Brief – Revise the book review, beginning at the words "Two things, first: One, Delphine" and stopping after "mother's mental illness.", so that "memoir" becomes "autobiography".

Two things, first: One, Delphine de Vigan's Based on a True Story is a powerful novel of suspense. Two, Based on a True Story may or may not be based on truth.

You'll read many reviews this season about de Vigan's book that mention those things and discuss one or both at length. Critics (and readers) are always eager for the story behind the story, and in this case the author presents the tease immediately, titularly. She continues in this vein by naming her narrator Delphine, and making her a middle aged Parisian writer who has recently found great success with a tell-all memoir about her family — as the real-life de Vigan did with the 2012 Nothing Holds Back the Night, in which she attempted to reconstruct her mother's mental illness.

Unfortunately for both de Vigan and her Delphine, the memoir also received a great deal of opposition from family members, and as Based on a True Story begins, Delphine is haunted by whether or not she should have written her last novel. She's exhausted and unable to write so much as a sentence. When an acquaintance, professional ghostwriter L. (we never learn more of her name), pushes their friendship to the point where she's moved into Delphine's apartment and is not only signing her name on checks but also acting as her body double at literary events, it seems only one end is in sight. Section epigraphs from Stephen King's Misery, that paragon of novels about tortured writers, only add to the slow, viscous suspense.

Section epigraphs from Stephen King's 'Misery,' that paragon of novels about tortured writers, only add to the slow, viscous suspense.

Dataset extract –
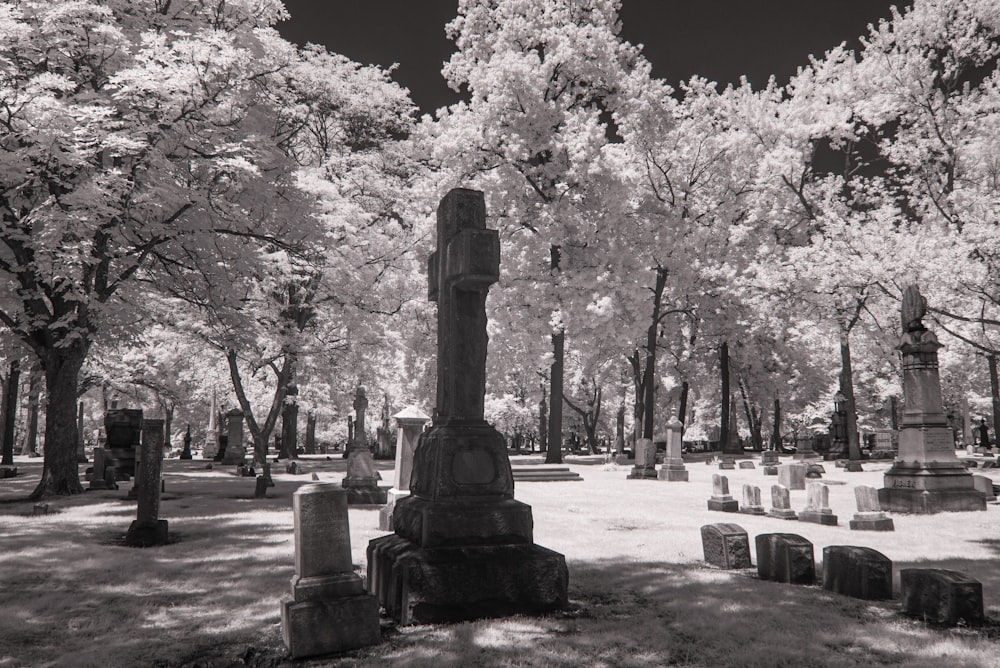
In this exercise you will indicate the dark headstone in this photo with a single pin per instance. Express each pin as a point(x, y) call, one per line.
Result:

Exercise response –
Two things, first: One, Delphine de Vigan's Based on a True Story is a powerful novel of suspense. Two, Based on a True Story may or may not be based on truth.

You'll read many reviews this season about de Vigan's book that mention those things and discuss one or both at length. Critics (and readers) are always eager for the story behind the story, and in this case the author presents the tease immediately, titularly. She continues in this vein by naming her narrator Delphine, and making her a middle aged Parisian writer who has recently found great success with a tell-all autobiography about her family — as the real-life de Vigan did with the 2012 Nothing Holds Back the Night, in which she attempted to reconstruct her mother's mental illness.